Work to be completed
Extend the news passage below about Utah officials warning the public about ozone, starting after its final sentence.

Passage to read
--- START ---

Utah regulators are trying to educate people on the dangers of ozone, an invisible gas produced by smog that doctors say taxes the lungs of even healthy people.
The press conference took place under clear blue skies at a park in Woods Cross, with children playing nearby. It seemed like a nice day, but Director of the state’s Division of Air Quality Bryce Bird says ozone often goes overlooked because people can't see it.
“We maybe all fall into that trap a little bit, that it’s a beautiful sunny day outside, we should be outside exercising, but when we get the afternoon spikes in ozone, it does impact people with underlying respiratory conditions, with asthma, young children, elderly adults as well,” Bird says. “Our underlying message is you can’t trust your eyes.”
Deputy Director of the Utah Department of Health Robert Rolfs says state officials are beginning to understand the dangers of ozone pollution, and are advising people to avoid heavy exertion outside when ozone levels are high.

--- END ---

Supplied records
--- START ---

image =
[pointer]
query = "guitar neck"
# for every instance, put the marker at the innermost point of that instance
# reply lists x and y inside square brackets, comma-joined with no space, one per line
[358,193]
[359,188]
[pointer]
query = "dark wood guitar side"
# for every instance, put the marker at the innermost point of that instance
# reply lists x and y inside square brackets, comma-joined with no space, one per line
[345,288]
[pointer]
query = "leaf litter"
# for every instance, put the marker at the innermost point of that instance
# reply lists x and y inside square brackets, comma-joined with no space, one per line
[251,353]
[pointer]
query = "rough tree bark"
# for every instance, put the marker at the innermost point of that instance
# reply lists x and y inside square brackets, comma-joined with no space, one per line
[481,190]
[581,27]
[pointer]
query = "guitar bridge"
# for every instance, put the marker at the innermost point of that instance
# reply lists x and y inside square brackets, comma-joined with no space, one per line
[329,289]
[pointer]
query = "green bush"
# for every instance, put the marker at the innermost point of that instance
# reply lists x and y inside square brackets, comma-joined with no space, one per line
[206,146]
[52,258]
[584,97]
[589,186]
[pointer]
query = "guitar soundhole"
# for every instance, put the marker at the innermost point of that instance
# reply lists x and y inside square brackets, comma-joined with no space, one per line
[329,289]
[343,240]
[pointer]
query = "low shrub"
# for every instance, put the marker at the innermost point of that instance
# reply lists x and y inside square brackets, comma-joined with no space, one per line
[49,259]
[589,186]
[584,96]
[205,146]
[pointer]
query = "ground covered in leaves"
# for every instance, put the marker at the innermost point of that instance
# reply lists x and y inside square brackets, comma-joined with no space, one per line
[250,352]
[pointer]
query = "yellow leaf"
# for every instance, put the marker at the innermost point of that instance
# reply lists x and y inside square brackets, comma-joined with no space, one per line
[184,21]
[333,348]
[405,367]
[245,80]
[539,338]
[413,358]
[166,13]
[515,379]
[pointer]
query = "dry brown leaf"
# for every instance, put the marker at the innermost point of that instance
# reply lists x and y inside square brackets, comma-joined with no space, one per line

--- END ---
--- START ---

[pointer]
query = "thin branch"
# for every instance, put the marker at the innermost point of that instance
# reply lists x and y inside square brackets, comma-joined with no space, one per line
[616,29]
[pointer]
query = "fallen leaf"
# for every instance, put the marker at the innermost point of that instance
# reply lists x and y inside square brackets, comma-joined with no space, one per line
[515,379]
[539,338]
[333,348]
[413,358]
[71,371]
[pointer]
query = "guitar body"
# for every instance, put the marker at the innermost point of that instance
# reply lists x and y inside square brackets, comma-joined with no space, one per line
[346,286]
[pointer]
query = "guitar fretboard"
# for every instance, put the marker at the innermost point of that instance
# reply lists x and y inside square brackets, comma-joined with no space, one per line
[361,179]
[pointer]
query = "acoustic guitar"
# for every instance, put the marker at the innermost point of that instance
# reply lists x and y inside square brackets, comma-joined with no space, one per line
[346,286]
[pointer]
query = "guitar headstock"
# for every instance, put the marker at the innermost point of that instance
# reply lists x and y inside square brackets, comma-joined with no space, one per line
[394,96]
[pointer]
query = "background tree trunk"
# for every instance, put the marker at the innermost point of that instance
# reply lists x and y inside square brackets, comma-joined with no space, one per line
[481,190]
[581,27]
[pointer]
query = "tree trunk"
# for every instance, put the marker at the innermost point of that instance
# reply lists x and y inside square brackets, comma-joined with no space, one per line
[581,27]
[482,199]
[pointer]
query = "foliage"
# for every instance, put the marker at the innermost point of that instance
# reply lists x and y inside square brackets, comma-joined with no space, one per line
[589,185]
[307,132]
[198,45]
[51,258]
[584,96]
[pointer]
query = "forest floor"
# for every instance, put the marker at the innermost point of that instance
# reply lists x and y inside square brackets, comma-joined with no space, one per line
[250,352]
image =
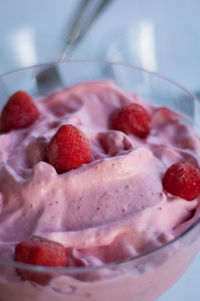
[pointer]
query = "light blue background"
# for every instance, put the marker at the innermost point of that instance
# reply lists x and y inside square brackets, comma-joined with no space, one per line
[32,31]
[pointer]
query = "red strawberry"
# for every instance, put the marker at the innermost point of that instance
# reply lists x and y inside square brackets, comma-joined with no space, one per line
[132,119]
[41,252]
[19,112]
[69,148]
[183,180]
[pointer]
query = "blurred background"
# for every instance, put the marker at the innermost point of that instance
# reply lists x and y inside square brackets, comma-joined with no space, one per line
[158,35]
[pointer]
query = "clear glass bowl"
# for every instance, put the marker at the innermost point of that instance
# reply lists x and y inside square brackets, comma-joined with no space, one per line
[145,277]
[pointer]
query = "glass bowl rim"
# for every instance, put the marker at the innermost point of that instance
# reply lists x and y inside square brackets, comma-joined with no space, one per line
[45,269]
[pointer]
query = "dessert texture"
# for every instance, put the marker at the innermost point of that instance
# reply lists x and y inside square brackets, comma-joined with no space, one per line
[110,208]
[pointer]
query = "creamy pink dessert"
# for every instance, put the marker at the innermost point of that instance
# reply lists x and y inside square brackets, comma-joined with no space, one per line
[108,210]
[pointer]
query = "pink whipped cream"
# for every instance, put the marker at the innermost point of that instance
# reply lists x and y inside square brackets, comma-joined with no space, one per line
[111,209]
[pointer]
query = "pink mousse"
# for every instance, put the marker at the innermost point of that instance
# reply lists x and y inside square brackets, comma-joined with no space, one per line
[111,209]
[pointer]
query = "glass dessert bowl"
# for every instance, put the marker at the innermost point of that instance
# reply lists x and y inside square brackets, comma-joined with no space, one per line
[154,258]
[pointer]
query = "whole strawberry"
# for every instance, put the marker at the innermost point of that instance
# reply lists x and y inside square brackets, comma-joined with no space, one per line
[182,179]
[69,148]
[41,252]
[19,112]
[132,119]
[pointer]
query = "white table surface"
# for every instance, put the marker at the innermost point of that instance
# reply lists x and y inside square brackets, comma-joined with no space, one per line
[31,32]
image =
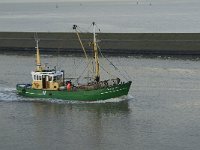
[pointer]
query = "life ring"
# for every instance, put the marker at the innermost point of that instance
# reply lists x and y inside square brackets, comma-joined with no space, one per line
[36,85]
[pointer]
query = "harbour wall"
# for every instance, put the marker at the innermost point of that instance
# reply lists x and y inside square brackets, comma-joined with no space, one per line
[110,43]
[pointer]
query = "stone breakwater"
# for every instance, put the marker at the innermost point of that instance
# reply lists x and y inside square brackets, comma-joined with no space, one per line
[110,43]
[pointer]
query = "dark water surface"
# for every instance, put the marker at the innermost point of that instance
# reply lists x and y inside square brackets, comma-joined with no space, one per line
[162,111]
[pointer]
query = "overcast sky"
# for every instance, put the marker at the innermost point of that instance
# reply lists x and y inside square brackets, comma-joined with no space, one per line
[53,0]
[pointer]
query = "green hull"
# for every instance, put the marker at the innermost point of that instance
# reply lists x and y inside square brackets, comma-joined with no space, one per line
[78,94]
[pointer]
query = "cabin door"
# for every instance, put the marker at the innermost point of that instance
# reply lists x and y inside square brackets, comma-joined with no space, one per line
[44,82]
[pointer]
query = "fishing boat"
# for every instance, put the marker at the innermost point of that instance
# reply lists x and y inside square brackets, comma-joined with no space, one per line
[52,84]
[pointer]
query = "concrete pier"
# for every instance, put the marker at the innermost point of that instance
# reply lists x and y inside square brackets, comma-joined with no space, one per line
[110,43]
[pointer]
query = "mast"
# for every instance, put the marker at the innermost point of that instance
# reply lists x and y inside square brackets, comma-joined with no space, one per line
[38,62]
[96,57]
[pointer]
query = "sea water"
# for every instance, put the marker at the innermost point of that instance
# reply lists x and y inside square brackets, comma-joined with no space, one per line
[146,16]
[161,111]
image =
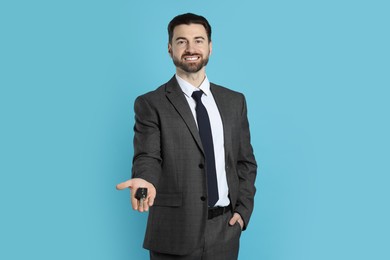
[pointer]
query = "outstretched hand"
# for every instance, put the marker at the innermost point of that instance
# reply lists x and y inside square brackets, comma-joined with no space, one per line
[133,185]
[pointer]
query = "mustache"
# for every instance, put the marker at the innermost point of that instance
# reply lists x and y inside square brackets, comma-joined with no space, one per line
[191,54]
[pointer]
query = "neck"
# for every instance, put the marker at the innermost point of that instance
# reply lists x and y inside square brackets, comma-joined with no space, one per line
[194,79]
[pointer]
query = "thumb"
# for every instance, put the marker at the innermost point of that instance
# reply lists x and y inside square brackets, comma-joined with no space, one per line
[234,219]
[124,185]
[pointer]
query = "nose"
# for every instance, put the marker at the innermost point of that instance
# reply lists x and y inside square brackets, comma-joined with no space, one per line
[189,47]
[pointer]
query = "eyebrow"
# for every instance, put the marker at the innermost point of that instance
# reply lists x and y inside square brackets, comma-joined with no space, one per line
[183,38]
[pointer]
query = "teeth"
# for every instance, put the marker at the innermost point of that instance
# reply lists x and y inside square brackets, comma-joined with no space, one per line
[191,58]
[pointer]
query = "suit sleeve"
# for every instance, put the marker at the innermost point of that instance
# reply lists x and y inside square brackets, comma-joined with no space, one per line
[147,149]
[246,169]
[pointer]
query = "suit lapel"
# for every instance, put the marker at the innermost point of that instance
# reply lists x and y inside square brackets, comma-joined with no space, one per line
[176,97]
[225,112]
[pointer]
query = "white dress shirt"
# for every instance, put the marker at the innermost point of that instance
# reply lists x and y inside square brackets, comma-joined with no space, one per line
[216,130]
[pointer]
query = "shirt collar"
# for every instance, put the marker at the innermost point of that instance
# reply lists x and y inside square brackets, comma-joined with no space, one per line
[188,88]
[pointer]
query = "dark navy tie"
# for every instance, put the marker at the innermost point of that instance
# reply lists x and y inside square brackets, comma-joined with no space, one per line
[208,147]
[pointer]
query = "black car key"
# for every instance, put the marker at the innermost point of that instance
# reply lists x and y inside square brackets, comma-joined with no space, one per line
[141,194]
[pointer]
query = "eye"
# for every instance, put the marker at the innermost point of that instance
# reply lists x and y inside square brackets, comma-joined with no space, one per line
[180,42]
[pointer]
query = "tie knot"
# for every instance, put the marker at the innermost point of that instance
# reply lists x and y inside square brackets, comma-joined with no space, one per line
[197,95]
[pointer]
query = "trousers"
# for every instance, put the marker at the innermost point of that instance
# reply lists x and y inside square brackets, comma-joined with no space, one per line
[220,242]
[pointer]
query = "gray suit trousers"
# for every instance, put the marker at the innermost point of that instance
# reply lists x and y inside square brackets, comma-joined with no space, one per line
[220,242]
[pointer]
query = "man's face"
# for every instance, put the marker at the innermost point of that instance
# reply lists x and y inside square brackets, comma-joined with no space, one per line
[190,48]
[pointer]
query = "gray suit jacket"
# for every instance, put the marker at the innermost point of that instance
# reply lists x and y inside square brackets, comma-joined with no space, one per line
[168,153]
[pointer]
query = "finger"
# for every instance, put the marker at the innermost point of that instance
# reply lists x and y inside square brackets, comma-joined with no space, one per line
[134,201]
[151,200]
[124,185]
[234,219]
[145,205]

--- END ---

Output below
“I think we’re increasingly learning that it is a dangerous chemical that has long term consequences. The evidence is there that is shortening people’s lives, particularly for people who already have heart disease or asthma, it’s a real concern,” Rolfs says.
State officials say ozone levels are generally highest between noon and 6pm, and the safest time to exercise is in the morning before noon and after sunset. They advise people to check the state’s website for current and forecasted pollution levels. Ozone has yet to hit dangerous levels this summer. Readings around Salt Lake City have hovered just inside the safe zone, but officials warn wildfire smoke and stagnant conditions can make things worse.